REQUIREMENT
Reproduce the report on files missing from NFS directory listings word for word, in full.

## begin SELECTED PASSAGE

Kernel 2.4 and Kernel 2.2.18: with some programs one file of each
directory of NFS shares served by Irix 6.5.9f (and Irix 6.5.8) is
missing in directory listings.
We first noted missing directory entries when we put an unmodified
2.2.18 kernel on a Redhat 6.2 system.
This was done to fight other NFS problems not yet reported by me. With
the Redhat 2.2.14 kernel the computer would completely freeze when we
tried to copy a few hundred MBytes of data from our SGI O2000 file
server from an NFS share mounted with TCP - We "fixed" this problem by
rewriting our NIS automounter maps to allow Linux clients to use UDP.
Unfortunately the missing files in directory listings from SGI Irix
6.5.9f NFS servers still persists with the 2.4 kernel - we used the
kernel 2.4.0 kernel that came with the Redhat 7.1beta
uname -a tells Linux test-ah1 2.4.0-0.99.11 #1 Wed Jan 24 16:07:17 EST
2001 i686 unknown
The details of my testing can be found in the following bug report to
Redhat.

## end SELECTED PASSAGE
## begin SUPPLIED ENTRIES

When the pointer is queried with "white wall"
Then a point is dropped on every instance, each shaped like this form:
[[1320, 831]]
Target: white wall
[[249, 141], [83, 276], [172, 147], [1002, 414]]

## end SUPPLIED ENTRIES

OUTPUT OF THE EXERCISE
Kernel 2.4 and Kernel 2.2.18: with some programs one file of each
directory of NFS shares served by Irix 6.5.9f (and Irix 6.5.8) is
missing in directory listings.
We first noted missing directory entries when we put an unmodified
2.2.18 kernel on a Redhat 6.2 system.
This was done to fight other NFS problems not yet reported by me. With
the Redhat 2.2.14 kernel the computer would completely freeze when we
tried to copy a few hundred MBytes of data from our SGI O2000 file
server from an NFS share mounted with TCP - We "fixed" this problem by
rewriting our NIS automounter maps to allow Linux clients to use UDP.
Unfortunately the missing files in directory listings from SGI Irix
6.5.9f NFS servers still persists with the 2.4 kernel - we used the
kernel 2.4.0 kernel that came with the Redhat 7.1beta
uname -a tells Linux test-ah1 2.4.0-0.99.11 #1 Wed Jan 24 16:07:17 EST
2001 i686 unknown
The details of my testing can be found in the following bug report to
Redhat.